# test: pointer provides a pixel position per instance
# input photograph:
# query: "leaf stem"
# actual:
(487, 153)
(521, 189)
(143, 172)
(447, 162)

PROBLEM TO WORK ON
In full and without error, give the listing again.

TASK SOLUTION
# test: pointer provides a pixel position per instance
# input photograph:
# query: "leaf stem"
# actual:
(487, 153)
(521, 189)
(143, 172)
(447, 162)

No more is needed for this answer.